STATED PROBLEM
Copy out the entries word for word, starting at the line that contains "Would you mind marking the bird head" and ending at the last line of the entries.

[Photo object pointing entries]
────────────────────────────────────────

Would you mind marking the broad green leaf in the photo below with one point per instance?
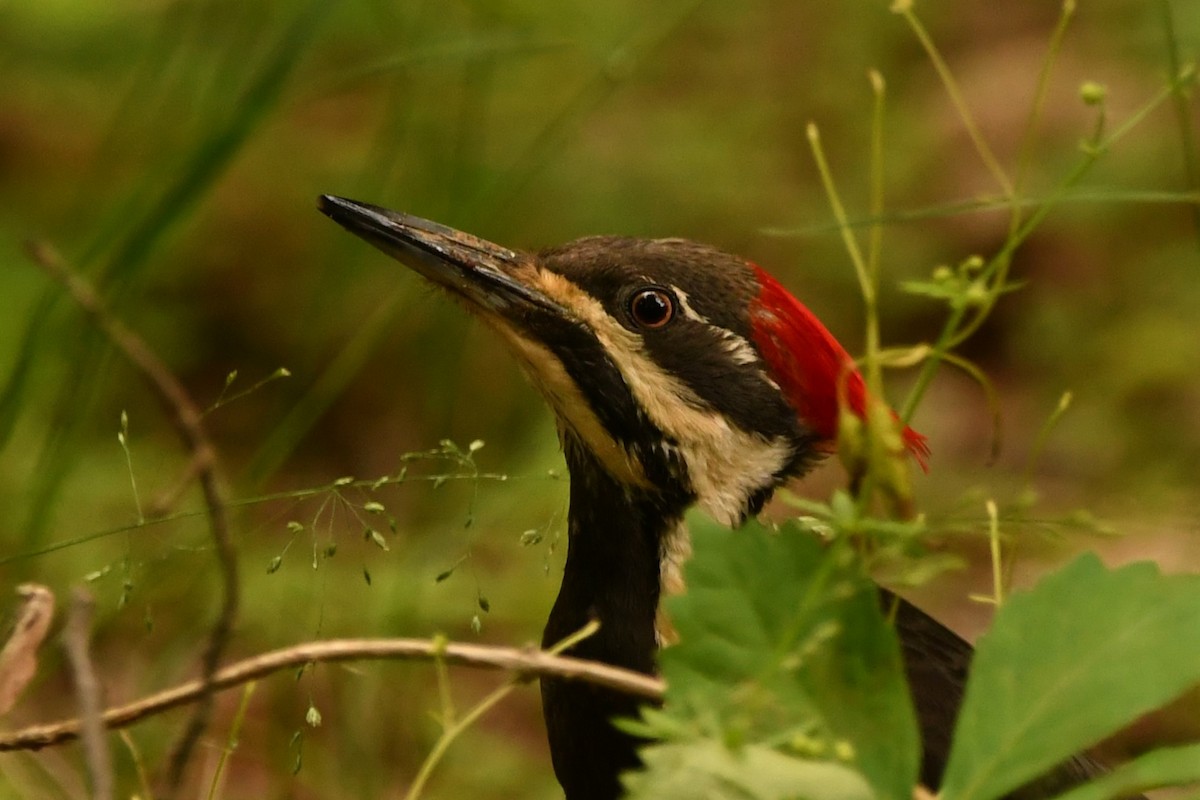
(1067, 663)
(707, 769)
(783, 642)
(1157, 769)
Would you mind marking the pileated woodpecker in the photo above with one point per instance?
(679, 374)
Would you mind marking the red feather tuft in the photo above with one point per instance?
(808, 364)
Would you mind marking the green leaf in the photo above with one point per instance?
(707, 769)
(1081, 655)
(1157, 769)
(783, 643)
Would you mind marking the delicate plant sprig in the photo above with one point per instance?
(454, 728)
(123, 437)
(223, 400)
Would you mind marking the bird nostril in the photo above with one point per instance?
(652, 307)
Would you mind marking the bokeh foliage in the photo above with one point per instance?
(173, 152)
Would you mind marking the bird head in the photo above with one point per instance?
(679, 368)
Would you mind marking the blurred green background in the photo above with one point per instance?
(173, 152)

────────────────────────────────────────

WRITTEN SOLUTION
Would you mind marking the bird head in the photo above with one point per instance?
(679, 368)
Would you mind marking the blurred green background in the photo above with one point per instance?
(173, 152)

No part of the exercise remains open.